= TASK ITEM =
Copy the complete listing that follows, letter for letter.
'''
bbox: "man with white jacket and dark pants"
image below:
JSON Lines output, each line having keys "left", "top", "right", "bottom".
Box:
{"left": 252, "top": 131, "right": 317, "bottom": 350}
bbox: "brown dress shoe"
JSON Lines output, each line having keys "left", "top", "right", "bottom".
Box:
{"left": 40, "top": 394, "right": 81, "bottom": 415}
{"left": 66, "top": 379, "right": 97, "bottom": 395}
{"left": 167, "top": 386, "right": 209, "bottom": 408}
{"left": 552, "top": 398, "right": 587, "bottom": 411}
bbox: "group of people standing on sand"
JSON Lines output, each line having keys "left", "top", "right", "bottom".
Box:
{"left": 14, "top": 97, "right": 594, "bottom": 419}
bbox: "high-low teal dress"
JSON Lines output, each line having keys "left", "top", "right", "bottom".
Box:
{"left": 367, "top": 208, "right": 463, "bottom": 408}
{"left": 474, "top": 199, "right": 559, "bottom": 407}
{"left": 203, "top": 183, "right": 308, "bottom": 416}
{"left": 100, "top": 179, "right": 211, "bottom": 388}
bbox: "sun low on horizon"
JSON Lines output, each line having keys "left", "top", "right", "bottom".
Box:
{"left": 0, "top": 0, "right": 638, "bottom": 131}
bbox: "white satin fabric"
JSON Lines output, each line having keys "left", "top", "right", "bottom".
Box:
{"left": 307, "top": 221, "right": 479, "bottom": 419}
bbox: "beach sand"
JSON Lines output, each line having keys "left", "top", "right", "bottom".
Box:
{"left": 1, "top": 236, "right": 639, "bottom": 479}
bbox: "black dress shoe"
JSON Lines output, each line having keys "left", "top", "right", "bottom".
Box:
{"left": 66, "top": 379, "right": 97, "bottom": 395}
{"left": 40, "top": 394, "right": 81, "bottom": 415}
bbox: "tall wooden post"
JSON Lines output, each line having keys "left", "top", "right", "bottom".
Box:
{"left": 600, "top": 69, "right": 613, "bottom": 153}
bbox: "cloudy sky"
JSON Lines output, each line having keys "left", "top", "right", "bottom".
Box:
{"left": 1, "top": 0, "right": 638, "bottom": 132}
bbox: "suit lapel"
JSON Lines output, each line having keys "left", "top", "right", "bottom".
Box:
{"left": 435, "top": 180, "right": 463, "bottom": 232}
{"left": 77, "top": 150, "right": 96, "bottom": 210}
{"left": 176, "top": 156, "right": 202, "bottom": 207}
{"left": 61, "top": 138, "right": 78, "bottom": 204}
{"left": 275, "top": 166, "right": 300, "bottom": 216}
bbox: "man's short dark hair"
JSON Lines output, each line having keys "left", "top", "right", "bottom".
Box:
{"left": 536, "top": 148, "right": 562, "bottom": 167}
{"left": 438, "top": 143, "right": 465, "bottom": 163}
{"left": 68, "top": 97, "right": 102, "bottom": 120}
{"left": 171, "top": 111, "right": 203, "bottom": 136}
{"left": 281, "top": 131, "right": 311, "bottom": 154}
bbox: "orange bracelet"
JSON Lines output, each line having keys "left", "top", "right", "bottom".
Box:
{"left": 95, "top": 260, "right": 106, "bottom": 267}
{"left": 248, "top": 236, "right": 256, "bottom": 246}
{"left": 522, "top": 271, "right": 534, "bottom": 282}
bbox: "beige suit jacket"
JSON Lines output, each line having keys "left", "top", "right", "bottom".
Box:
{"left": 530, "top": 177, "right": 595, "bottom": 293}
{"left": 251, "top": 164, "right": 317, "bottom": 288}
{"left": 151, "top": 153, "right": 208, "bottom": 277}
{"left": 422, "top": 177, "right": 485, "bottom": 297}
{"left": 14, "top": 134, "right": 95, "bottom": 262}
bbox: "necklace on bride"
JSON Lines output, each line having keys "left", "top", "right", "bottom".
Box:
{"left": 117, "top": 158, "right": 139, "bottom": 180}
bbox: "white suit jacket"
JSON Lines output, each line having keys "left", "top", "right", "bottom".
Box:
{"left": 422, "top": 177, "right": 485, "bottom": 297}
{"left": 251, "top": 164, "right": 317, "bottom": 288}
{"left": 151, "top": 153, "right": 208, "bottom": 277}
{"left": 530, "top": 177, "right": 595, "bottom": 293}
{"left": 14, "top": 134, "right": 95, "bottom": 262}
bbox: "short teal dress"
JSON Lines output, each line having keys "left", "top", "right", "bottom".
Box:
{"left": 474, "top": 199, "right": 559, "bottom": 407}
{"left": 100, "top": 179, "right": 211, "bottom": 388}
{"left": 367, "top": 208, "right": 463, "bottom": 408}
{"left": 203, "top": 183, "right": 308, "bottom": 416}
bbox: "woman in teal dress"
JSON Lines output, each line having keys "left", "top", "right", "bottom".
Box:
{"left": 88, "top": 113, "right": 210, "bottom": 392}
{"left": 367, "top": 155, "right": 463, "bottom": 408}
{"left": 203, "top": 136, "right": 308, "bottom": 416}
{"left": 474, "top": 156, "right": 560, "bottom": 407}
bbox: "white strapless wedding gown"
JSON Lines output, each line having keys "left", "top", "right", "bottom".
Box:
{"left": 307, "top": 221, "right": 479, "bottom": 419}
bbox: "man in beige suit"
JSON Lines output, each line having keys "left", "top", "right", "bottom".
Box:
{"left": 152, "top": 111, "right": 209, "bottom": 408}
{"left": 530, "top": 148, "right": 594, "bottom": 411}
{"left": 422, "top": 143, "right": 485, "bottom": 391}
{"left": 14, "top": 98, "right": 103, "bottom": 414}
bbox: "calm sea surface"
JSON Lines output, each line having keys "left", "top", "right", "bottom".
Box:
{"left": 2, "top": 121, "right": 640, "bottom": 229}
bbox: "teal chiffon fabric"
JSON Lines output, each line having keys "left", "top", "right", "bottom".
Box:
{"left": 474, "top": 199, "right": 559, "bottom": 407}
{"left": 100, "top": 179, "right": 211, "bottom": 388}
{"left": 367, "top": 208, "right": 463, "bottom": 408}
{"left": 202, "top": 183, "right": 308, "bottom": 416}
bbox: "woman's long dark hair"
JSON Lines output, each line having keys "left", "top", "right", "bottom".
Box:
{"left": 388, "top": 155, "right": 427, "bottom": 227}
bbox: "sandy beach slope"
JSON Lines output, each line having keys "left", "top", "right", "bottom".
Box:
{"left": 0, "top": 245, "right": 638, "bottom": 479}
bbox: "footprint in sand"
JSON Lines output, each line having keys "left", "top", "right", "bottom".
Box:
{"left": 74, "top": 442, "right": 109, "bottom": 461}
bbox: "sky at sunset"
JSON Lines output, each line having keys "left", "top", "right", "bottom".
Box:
'''
= RESULT OF THIS EXERCISE =
bbox: "man with white jacket and dark pants"
image below:
JSON Lines output, each line having keys "left", "top", "right", "bottom".
Box:
{"left": 252, "top": 131, "right": 317, "bottom": 350}
bbox: "brown dress shoe"
JSON Lines output, each line having keys "left", "top", "right", "bottom".
Box:
{"left": 40, "top": 394, "right": 81, "bottom": 415}
{"left": 66, "top": 379, "right": 97, "bottom": 395}
{"left": 167, "top": 386, "right": 209, "bottom": 408}
{"left": 552, "top": 398, "right": 587, "bottom": 411}
bbox: "group of people standing on sand"
JSON Lines output, each line having keys "left", "top", "right", "bottom".
Box:
{"left": 14, "top": 97, "right": 594, "bottom": 419}
bbox: "high-low teal dress"
JSON Lines output, each line having keys "left", "top", "right", "bottom".
Box:
{"left": 367, "top": 208, "right": 463, "bottom": 408}
{"left": 474, "top": 199, "right": 559, "bottom": 407}
{"left": 203, "top": 183, "right": 308, "bottom": 416}
{"left": 100, "top": 179, "right": 211, "bottom": 388}
bbox: "sun low on horizon"
JSON Lines output, each line having keys "left", "top", "right", "bottom".
Box:
{"left": 0, "top": 0, "right": 638, "bottom": 131}
bbox: "white satin fabric"
JSON Lines output, each line having keys "left", "top", "right", "bottom".
Box:
{"left": 307, "top": 221, "right": 479, "bottom": 419}
bbox: "beach sand"
JSON Lines output, each line having keys "left", "top", "right", "bottom".
Box:
{"left": 1, "top": 236, "right": 639, "bottom": 479}
bbox: "black dress shoe"
JSON Lines output, each line having keys "left", "top", "right", "bottom".
Box:
{"left": 66, "top": 379, "right": 97, "bottom": 395}
{"left": 40, "top": 394, "right": 81, "bottom": 415}
bbox: "tall wooden post"
JSON Lines output, each line having keys "left", "top", "right", "bottom".
Box:
{"left": 600, "top": 69, "right": 613, "bottom": 153}
bbox: "cloudy sky"
JSON Lines output, each line having keys "left", "top", "right", "bottom".
Box:
{"left": 1, "top": 0, "right": 638, "bottom": 132}
bbox: "suit lapel"
JSON Lines output, each line having keys "left", "top", "right", "bottom".
Box:
{"left": 435, "top": 180, "right": 463, "bottom": 232}
{"left": 77, "top": 150, "right": 96, "bottom": 210}
{"left": 176, "top": 156, "right": 202, "bottom": 207}
{"left": 61, "top": 138, "right": 78, "bottom": 204}
{"left": 275, "top": 166, "right": 300, "bottom": 216}
bbox: "man's short dark hair"
JSON Lines output, each line having keys "left", "top", "right", "bottom".
Box:
{"left": 536, "top": 148, "right": 562, "bottom": 167}
{"left": 438, "top": 143, "right": 465, "bottom": 163}
{"left": 68, "top": 97, "right": 102, "bottom": 120}
{"left": 171, "top": 111, "right": 203, "bottom": 136}
{"left": 281, "top": 131, "right": 311, "bottom": 154}
bbox: "orange bracelet"
JSON Lines output, each line having keys "left", "top", "right", "bottom".
Box:
{"left": 95, "top": 260, "right": 106, "bottom": 267}
{"left": 248, "top": 236, "right": 256, "bottom": 246}
{"left": 522, "top": 271, "right": 534, "bottom": 282}
bbox: "beige suit jacket"
JSON Lines output, each line having keys "left", "top", "right", "bottom".
Box:
{"left": 530, "top": 177, "right": 595, "bottom": 293}
{"left": 251, "top": 164, "right": 317, "bottom": 288}
{"left": 151, "top": 153, "right": 208, "bottom": 277}
{"left": 422, "top": 177, "right": 485, "bottom": 297}
{"left": 14, "top": 134, "right": 95, "bottom": 262}
bbox: "necklace on bride"
JSON Lines output, each line having keys "left", "top", "right", "bottom".
Box:
{"left": 117, "top": 158, "right": 139, "bottom": 180}
bbox: "white suit jacket"
JSON Lines output, each line having keys "left", "top", "right", "bottom".
Box:
{"left": 422, "top": 177, "right": 485, "bottom": 297}
{"left": 251, "top": 164, "right": 317, "bottom": 288}
{"left": 151, "top": 153, "right": 208, "bottom": 277}
{"left": 530, "top": 177, "right": 595, "bottom": 293}
{"left": 14, "top": 134, "right": 95, "bottom": 262}
bbox: "short teal dress"
JSON Lines output, each line having keys "left", "top", "right", "bottom".
Box:
{"left": 474, "top": 199, "right": 559, "bottom": 407}
{"left": 100, "top": 179, "right": 211, "bottom": 388}
{"left": 367, "top": 208, "right": 463, "bottom": 408}
{"left": 203, "top": 183, "right": 308, "bottom": 416}
bbox: "woman in teal dress"
JSON Lines output, each line having keys "left", "top", "right", "bottom".
Box:
{"left": 88, "top": 113, "right": 210, "bottom": 392}
{"left": 367, "top": 155, "right": 463, "bottom": 408}
{"left": 203, "top": 136, "right": 308, "bottom": 416}
{"left": 474, "top": 156, "right": 560, "bottom": 407}
bbox: "white strapless wedding gown"
JSON Lines output, each line having keys "left", "top", "right", "bottom".
Box:
{"left": 307, "top": 221, "right": 479, "bottom": 419}
bbox: "man in beige suit"
JSON Lines output, each line having keys "left", "top", "right", "bottom".
Box:
{"left": 152, "top": 111, "right": 209, "bottom": 408}
{"left": 530, "top": 148, "right": 594, "bottom": 411}
{"left": 422, "top": 143, "right": 485, "bottom": 391}
{"left": 14, "top": 98, "right": 103, "bottom": 414}
bbox: "calm sea surface"
JSON Lines output, each line having keys "left", "top", "right", "bottom".
Box:
{"left": 2, "top": 121, "right": 640, "bottom": 229}
bbox: "teal chiffon fabric"
JSON Lines output, each line having keys "left", "top", "right", "bottom".
Box:
{"left": 474, "top": 199, "right": 559, "bottom": 407}
{"left": 100, "top": 179, "right": 211, "bottom": 388}
{"left": 367, "top": 208, "right": 463, "bottom": 408}
{"left": 202, "top": 183, "right": 308, "bottom": 416}
bbox: "woman's long dark hair"
JSON Lines output, each line having keys "left", "top", "right", "bottom".
Box:
{"left": 388, "top": 155, "right": 427, "bottom": 227}
bbox: "sandy beach slope"
JSON Lines output, each line having keys "left", "top", "right", "bottom".
Box:
{"left": 0, "top": 245, "right": 638, "bottom": 479}
bbox: "footprint in sand"
JSON Lines output, each line having keys "left", "top", "right", "bottom".
Box:
{"left": 74, "top": 442, "right": 109, "bottom": 461}
bbox: "sky at sunset"
JSON Lines output, each line having keys "left", "top", "right", "bottom".
Box:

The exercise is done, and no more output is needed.